== SUPPLIED INFORMATION ==

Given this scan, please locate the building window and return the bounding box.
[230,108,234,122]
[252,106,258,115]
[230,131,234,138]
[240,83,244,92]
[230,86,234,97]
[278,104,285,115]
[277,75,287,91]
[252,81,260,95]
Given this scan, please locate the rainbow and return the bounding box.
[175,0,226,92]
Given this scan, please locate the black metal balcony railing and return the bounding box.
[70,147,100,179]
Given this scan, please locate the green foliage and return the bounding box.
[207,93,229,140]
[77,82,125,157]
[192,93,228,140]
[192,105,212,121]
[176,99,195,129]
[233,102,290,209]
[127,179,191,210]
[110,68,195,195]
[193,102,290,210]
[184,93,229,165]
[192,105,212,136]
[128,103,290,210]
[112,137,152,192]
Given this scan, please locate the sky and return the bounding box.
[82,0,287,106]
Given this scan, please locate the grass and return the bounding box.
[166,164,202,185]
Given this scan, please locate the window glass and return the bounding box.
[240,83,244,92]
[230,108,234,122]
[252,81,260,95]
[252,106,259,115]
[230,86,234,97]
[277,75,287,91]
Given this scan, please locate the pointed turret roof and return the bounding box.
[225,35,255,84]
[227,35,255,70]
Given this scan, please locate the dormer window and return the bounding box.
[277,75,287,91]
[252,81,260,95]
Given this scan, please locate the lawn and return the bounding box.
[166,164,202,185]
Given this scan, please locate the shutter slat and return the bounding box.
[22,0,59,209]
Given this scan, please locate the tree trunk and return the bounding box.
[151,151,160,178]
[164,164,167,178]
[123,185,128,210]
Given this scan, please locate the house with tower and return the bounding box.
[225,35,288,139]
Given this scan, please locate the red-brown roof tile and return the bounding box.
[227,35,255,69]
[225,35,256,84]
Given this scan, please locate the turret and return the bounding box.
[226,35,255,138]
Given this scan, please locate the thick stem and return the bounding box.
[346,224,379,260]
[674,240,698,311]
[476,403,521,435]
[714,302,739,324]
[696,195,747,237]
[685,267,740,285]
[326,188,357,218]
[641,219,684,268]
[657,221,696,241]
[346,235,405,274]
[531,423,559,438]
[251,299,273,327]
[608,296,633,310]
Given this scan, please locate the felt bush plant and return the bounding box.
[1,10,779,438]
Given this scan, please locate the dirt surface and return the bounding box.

===

TASK DIRECTIONS: When copying the data above, keep every line exactly as written.

RESPONSE TO THE TASK:
Given this scan, please locate the building window and return the bounding box.
[230,108,234,122]
[252,106,258,115]
[230,131,234,138]
[240,83,244,92]
[230,86,234,97]
[278,104,285,115]
[277,75,287,91]
[252,81,260,95]
Given this scan, please locate the rainbow and return the bounding box.
[175,0,226,92]
Given this scan, please locate the black metal balcony railing and return the bounding box.
[70,147,100,179]
Given this scan, please locate the green foliage and return the bounding box.
[207,93,229,140]
[77,82,125,157]
[192,93,228,140]
[192,105,212,121]
[176,99,195,129]
[233,102,290,209]
[127,179,191,210]
[110,68,195,195]
[193,102,290,210]
[184,93,229,165]
[192,105,212,136]
[128,103,290,210]
[112,137,152,192]
Given this scan, please locate the sky and return the bounding box.
[82,0,287,106]
Given this scan, please locate the grass and return the bounding box.
[166,164,202,185]
Given this scan, please locate the window glass and return the bounding box.
[240,83,244,92]
[230,108,234,122]
[252,81,260,95]
[252,106,259,115]
[230,86,234,97]
[277,75,287,91]
Given this scan, please locate the pointed turret roof and return the bounding box.
[225,35,255,84]
[227,35,255,70]
Given this scan, please locate the dormer window and return the bounding box.
[277,75,287,91]
[252,81,260,95]
Given this scan, please locate the lawn and return the bounding box.
[166,164,202,185]
Given this scan, please locate the shutter slat and return the bounding box.
[22,0,59,209]
Given this scan, please locate the tree trunk and return the bounding box.
[151,151,160,178]
[164,164,167,178]
[123,185,128,210]
Given this scan, please locate the house with tower and return the bounding box.
[225,35,288,139]
Given this scan, please locate the red-brown roof tile and return the bounding box.
[227,35,255,69]
[225,35,256,84]
Given this scan, please locate the turret and return the bounding box.
[226,35,255,138]
Given this scan, please locate the thick stem and return the bounding box.
[346,224,379,260]
[674,240,698,311]
[476,403,521,435]
[714,302,739,324]
[696,195,747,237]
[685,267,740,285]
[326,188,357,218]
[641,219,684,268]
[657,221,696,241]
[346,235,405,274]
[531,423,559,438]
[251,299,273,327]
[608,296,633,310]
Given this scan, please locate the felt bush plant and return the bounding box.
[1,10,779,438]
Given this scan, please locate the dirt surface and return the bounding box.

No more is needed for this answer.